▶ _Saved entries_:
=-=-=

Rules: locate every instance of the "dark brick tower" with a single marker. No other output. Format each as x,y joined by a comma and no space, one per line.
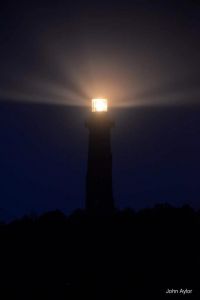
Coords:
99,193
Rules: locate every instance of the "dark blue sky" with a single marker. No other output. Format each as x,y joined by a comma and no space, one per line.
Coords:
54,56
43,157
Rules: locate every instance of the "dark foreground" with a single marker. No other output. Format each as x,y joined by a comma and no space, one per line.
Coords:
124,256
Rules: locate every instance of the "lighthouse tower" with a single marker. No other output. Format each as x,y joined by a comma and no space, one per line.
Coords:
99,191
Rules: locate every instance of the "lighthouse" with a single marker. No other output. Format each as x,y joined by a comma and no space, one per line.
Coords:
99,189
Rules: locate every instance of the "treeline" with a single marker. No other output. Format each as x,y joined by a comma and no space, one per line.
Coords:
123,255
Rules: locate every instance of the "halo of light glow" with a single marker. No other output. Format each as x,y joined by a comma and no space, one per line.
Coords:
99,105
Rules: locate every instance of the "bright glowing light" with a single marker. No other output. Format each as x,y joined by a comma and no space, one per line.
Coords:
99,105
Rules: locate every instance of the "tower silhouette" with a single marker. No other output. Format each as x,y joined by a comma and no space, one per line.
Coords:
99,191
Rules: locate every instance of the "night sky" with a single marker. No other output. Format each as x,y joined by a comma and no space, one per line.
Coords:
144,56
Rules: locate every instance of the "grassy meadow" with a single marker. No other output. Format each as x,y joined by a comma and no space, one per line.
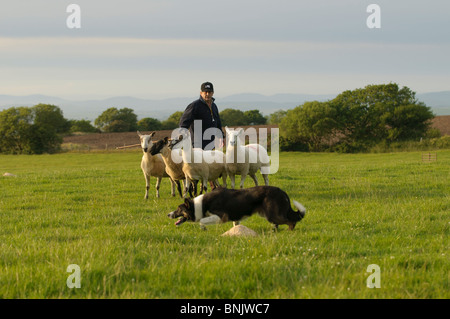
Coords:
88,209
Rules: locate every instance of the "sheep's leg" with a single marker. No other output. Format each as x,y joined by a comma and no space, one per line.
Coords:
179,188
147,185
194,186
266,179
243,176
187,182
172,183
232,180
158,182
224,180
204,185
253,176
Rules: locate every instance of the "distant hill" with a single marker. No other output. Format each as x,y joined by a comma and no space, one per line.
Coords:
161,109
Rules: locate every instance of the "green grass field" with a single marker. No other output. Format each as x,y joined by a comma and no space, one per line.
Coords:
391,210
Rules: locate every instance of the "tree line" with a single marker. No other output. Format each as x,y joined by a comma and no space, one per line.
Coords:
353,121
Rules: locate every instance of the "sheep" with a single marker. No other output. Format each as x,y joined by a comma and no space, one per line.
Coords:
152,165
245,160
174,168
200,165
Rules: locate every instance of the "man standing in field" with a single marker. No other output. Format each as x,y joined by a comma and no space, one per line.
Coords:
202,116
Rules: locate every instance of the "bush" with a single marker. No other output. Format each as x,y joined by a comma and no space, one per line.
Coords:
34,130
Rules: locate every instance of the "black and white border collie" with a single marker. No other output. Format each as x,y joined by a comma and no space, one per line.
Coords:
223,205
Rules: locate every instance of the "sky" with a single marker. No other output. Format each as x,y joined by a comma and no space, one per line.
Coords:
167,48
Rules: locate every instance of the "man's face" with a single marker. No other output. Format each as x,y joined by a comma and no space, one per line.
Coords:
207,96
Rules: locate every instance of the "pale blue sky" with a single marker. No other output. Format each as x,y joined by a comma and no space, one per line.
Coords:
162,49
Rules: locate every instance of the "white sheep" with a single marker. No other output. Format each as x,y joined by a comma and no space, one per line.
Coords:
153,165
201,165
245,160
173,160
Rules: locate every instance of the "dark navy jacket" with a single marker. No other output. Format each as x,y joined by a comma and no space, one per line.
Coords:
199,110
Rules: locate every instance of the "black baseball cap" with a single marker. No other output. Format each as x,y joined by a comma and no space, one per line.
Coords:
207,87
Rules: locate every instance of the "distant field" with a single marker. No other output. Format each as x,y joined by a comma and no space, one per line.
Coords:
392,210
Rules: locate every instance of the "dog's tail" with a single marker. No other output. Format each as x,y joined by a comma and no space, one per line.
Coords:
300,207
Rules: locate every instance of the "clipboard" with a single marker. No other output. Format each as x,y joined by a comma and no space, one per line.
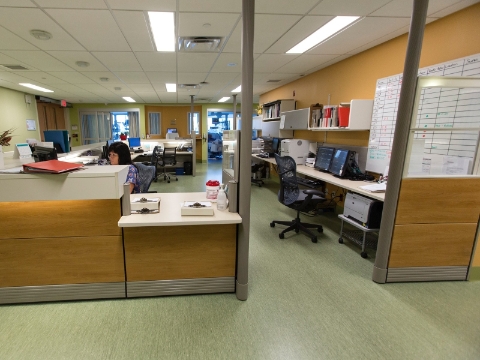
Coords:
50,167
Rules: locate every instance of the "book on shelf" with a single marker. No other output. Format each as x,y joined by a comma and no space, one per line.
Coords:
51,167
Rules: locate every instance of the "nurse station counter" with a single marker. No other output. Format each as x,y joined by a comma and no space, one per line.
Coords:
63,237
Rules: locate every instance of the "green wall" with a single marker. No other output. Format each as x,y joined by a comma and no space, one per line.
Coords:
13,115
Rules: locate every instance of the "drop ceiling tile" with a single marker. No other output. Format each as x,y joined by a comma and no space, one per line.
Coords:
133,77
284,6
96,30
150,5
158,78
134,27
305,27
211,6
271,62
71,57
118,61
197,62
348,7
38,59
10,41
157,61
72,77
359,34
304,63
191,24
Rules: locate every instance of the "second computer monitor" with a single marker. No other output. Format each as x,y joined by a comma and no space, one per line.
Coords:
338,167
324,158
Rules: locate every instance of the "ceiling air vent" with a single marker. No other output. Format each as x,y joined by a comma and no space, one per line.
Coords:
14,67
199,43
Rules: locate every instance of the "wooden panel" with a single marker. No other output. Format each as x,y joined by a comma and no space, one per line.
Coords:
438,201
432,245
59,218
49,261
174,252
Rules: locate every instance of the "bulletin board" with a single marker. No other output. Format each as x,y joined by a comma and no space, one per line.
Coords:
432,111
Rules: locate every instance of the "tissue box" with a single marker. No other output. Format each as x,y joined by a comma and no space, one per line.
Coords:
151,204
204,210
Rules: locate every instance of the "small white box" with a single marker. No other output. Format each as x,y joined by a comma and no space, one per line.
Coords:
205,208
152,204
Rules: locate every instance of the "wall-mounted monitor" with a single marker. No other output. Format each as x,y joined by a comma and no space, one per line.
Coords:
324,158
134,142
338,167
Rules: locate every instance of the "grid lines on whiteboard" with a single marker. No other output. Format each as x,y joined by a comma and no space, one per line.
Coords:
439,108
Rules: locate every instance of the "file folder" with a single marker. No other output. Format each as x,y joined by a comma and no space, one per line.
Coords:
51,167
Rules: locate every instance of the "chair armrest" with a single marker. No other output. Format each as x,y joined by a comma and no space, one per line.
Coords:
314,192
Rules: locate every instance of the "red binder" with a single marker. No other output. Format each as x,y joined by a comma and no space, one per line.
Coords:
51,167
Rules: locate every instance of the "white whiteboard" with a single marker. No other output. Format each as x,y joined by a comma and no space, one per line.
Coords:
385,107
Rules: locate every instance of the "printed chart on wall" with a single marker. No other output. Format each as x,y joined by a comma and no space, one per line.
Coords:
437,108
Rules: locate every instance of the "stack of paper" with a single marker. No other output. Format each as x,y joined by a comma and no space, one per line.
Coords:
375,187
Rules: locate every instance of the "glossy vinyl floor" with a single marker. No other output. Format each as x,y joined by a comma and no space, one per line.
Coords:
306,301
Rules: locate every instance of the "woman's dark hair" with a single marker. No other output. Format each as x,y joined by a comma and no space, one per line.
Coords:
123,152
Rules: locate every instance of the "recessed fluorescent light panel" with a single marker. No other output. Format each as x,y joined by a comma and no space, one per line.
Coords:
162,25
326,31
171,87
31,86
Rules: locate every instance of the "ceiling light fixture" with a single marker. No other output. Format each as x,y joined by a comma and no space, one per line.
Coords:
326,31
171,87
31,86
41,35
82,64
162,25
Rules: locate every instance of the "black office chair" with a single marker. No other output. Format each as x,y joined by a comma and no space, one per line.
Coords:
168,159
301,200
146,174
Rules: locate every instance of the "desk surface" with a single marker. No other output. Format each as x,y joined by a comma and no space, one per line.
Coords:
329,178
169,215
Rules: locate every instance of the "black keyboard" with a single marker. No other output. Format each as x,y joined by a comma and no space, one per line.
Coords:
309,183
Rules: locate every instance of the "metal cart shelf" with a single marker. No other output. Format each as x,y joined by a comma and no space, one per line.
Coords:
363,236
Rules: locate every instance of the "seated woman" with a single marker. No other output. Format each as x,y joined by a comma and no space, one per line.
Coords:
119,154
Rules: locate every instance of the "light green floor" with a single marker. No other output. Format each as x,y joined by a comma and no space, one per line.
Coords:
306,301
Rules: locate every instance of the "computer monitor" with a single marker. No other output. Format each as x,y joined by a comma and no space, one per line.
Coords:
323,158
134,142
338,167
42,153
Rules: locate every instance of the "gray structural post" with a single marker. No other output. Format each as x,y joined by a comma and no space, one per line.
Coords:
194,138
248,16
399,146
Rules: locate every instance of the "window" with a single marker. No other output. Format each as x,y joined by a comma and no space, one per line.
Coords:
155,123
193,122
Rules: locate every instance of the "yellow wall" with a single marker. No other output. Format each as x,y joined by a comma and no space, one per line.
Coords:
13,115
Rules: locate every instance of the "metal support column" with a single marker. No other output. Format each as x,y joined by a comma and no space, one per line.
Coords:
399,146
248,16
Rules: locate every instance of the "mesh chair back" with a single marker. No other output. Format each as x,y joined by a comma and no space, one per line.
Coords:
287,170
146,174
169,156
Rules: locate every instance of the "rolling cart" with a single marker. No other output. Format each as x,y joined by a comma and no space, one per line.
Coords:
363,236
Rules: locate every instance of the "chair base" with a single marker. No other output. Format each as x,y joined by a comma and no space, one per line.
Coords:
298,226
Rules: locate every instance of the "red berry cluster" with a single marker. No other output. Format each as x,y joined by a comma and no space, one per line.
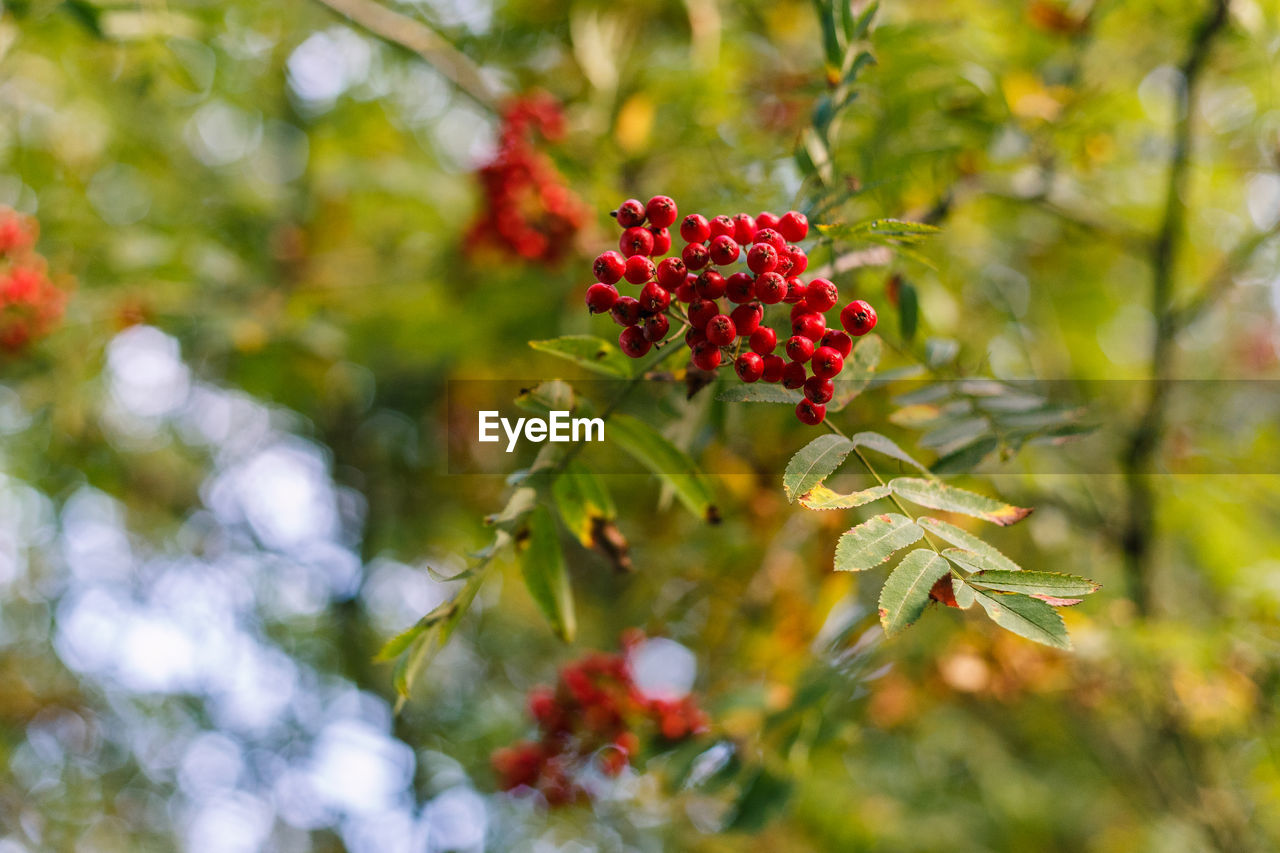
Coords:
528,208
595,712
30,304
688,288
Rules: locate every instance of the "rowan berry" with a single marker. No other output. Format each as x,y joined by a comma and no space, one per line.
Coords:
810,413
858,318
608,268
600,297
749,366
762,258
764,341
632,342
695,229
661,211
630,213
794,226
799,349
721,331
723,250
640,269
636,241
822,295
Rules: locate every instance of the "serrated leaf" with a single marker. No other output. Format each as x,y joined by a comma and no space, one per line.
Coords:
542,564
874,541
819,497
1034,583
1025,616
589,351
949,498
906,591
667,463
992,559
758,392
813,464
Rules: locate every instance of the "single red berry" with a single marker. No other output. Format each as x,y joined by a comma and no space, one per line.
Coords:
792,375
600,297
656,327
858,318
636,241
746,318
661,211
722,227
764,341
799,349
630,213
794,226
640,269
721,331
773,368
723,250
749,366
705,355
740,288
822,295
626,310
810,413
827,363
771,288
671,273
608,268
654,297
762,258
632,341
837,341
810,325
709,284
695,228
819,389
695,256
661,241
700,311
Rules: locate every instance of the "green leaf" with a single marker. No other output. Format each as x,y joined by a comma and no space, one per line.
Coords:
819,497
583,502
1034,583
906,591
874,541
666,461
1025,616
592,352
813,464
949,498
543,566
758,392
968,542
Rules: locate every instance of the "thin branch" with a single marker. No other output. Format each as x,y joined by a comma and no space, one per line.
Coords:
417,37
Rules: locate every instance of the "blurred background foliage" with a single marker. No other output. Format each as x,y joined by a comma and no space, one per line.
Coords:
225,474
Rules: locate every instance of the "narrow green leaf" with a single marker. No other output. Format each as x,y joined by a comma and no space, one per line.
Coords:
592,352
874,541
543,566
949,498
667,463
906,591
1034,583
1025,616
813,464
969,543
819,497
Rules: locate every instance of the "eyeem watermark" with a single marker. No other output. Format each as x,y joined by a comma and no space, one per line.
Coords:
560,427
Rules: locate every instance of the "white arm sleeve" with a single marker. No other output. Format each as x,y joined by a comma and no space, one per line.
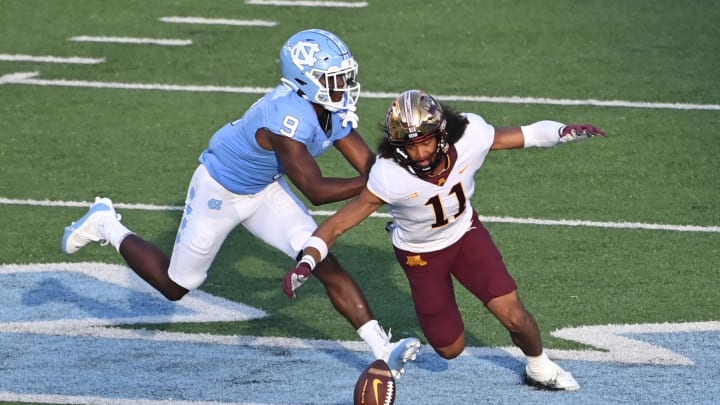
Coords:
542,134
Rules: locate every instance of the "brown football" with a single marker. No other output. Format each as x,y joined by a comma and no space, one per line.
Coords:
375,386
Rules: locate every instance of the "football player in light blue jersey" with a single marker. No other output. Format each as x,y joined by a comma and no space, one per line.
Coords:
241,180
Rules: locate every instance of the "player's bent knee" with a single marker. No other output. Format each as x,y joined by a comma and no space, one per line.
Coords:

=-=-=

▶ _TASK STATEMENT_: Your answer should consist of all lines above that include the string "tower".

▶ _EXERCISE RESPONSE_:
Rules: locate every instance of the "dark brick tower" with a single marker. No other output. Format each as x,y joined by a comma and no space, one per line.
Rules: locate every instance of the "lighthouse tower" with a single marker. No other output. Format each as x,y joined by a comma and no space, one per line.
Rules: locate every instance of the "tower silhouette" with a single marker. No other output. Format each as x,y joined by a comma and no space, one per line.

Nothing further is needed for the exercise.